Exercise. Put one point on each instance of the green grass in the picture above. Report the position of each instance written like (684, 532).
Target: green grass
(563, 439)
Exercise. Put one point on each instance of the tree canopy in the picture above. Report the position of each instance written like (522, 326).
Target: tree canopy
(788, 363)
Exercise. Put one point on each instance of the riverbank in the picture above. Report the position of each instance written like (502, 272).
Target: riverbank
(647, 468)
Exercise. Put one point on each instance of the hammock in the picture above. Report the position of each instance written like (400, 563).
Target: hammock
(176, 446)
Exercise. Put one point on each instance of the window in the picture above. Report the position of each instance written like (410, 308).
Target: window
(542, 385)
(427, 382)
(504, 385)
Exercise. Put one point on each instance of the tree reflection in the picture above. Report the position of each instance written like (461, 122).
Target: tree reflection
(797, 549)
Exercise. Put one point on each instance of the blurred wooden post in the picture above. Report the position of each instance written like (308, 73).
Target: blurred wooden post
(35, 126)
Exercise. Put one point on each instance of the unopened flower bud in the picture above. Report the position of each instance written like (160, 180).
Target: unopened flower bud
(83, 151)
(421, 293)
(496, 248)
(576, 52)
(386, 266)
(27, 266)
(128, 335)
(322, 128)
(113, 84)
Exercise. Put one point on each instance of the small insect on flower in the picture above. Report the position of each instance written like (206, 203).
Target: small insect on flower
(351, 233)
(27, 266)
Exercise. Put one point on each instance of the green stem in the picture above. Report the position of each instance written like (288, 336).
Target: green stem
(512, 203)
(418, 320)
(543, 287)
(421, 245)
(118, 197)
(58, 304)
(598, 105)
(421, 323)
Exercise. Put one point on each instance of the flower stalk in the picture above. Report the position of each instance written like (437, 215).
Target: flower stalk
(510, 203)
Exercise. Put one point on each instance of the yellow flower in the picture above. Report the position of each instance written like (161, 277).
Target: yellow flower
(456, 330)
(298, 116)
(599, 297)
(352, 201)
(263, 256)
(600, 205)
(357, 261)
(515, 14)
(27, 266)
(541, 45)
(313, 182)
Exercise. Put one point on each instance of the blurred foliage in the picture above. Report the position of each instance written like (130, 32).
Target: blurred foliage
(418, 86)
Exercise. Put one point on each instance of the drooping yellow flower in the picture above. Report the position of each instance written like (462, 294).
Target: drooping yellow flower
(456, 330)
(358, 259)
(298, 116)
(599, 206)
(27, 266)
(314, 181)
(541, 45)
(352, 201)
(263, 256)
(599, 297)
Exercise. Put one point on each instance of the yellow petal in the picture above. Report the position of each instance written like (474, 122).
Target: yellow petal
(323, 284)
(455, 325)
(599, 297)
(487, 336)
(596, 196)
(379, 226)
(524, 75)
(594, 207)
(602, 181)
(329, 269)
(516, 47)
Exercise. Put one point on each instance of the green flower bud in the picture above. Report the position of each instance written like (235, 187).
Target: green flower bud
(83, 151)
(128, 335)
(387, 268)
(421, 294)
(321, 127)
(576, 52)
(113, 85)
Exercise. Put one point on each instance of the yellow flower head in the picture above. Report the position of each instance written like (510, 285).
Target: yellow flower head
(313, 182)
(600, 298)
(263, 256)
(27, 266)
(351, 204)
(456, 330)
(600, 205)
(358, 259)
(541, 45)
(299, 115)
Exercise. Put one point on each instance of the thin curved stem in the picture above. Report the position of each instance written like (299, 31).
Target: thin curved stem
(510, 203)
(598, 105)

-=-=-

Sformatuj wszystkie powyższe dane jako listę JSON złożoną z łańcuchów znaków, po jednym łańcuchu na każdy wiersz. Puste wiersze pomiń.

[
  "Exercise. Put one point on each instance of the green grass in the picture above. Report the position of each instance written like (684, 532).",
  "Target: green grass",
  "(563, 439)",
  "Exercise. Put one point on each instance of the tree canopy in the picture above. Report the position of each instance written like (522, 326).",
  "Target: tree canopy",
  "(788, 363)",
  "Exercise. Put one point on each instance of the riverbank in the picture above. Report the position of each instance written like (502, 272).",
  "Target: riverbank",
  "(647, 468)",
  "Exercise. Put one point on each instance of the hammock in the picture above. Report the position of each instance written like (400, 563).",
  "Target: hammock",
  "(176, 446)",
  "Exercise. Put one point on each instance of the window in the picture above. Report the position of each instance written like (410, 308).",
  "Target: window",
  "(542, 385)",
  "(427, 382)",
  "(504, 385)",
  "Exercise. Put one point on each instance of the tree reflection in the picture above. Report the position of each instance written like (461, 122).",
  "Target: tree reflection",
  "(797, 549)",
  "Exercise. Put one point on each instance of the blurred wooden post in the picture above. Report the position of each instance written like (308, 73).",
  "Target: blurred wooden post",
  "(35, 126)",
  "Exercise. Put one point on each instance of the unopened flower bud in the picture above. Report the position of each instance written like (160, 180).",
  "Target: unopened flower bud",
  "(83, 151)",
  "(421, 293)",
  "(496, 248)",
  "(576, 52)",
  "(386, 266)",
  "(27, 266)",
  "(128, 335)",
  "(322, 128)",
  "(113, 84)",
  "Exercise. Put one point on each instance of the small insect on flower in the picture above. Report the position of each instance written like (206, 203).",
  "Target: small insect on flower",
  "(351, 233)",
  "(27, 266)",
  "Exercise. Put one point on each instance of the green stem in the picture above. Report the position of each instance written like (288, 336).",
  "Target: green stem",
  "(512, 203)",
  "(418, 320)",
  "(543, 287)",
  "(421, 245)",
  "(118, 197)",
  "(58, 304)",
  "(598, 105)",
  "(421, 323)",
  "Exercise. Put one point on each instance of the flower stalk in the picture above. Report the position of each instance written like (437, 215).",
  "Target: flower stalk",
  "(510, 203)",
  "Exercise. Put one point on each instance of the yellow flower in the picture above. Report the position of each instance written like (161, 277).",
  "Target: yellow flower",
  "(456, 330)",
  "(298, 116)",
  "(599, 297)",
  "(352, 201)",
  "(263, 256)",
  "(600, 205)",
  "(357, 261)",
  "(515, 14)",
  "(27, 266)",
  "(541, 45)",
  "(313, 182)",
  "Exercise. Put one point on each instance of the blurred foliage in the picture above. Report the position of each instance written like (130, 32).",
  "Target: blurred foliage",
  "(418, 86)",
  "Exercise. Put one point on each instance of the drooping yellow flower in the picture above. Report the position of each instance written like (462, 294).",
  "Target: drooping yellow flower",
  "(456, 330)",
  "(358, 259)",
  "(298, 116)",
  "(599, 206)",
  "(27, 266)",
  "(314, 181)",
  "(541, 45)",
  "(352, 201)",
  "(263, 256)",
  "(599, 297)",
  "Exercise. Put one point on each instance of the yellow petal in the picture above. Report the position of each instance written like (474, 122).",
  "Target: yellow petal",
  "(323, 284)",
  "(455, 325)",
  "(599, 297)",
  "(487, 336)",
  "(596, 196)",
  "(379, 226)",
  "(524, 75)",
  "(594, 207)",
  "(602, 181)",
  "(329, 269)",
  "(516, 47)",
  "Exercise. Put one point on each instance of the green flower bud in the picture above. Report the position of each instance written like (235, 187).",
  "Target: green flower bud",
  "(83, 151)",
  "(128, 335)",
  "(387, 268)",
  "(421, 294)",
  "(321, 127)",
  "(576, 52)",
  "(113, 85)",
  "Exercise. Put one point on each instance of the yellow flower head in the picture above. Report the position of each instance written like (510, 285).",
  "Target: yellow flower head",
  "(313, 182)",
  "(600, 298)",
  "(263, 256)",
  "(27, 266)",
  "(351, 204)",
  "(456, 330)",
  "(600, 205)",
  "(358, 259)",
  "(541, 45)",
  "(299, 115)",
  "Exercise. Put one point on each instance of the thin curved stem in the picture above. Report the position of each instance written like (299, 31).",
  "Target: thin curved stem",
  "(510, 203)",
  "(598, 105)"
]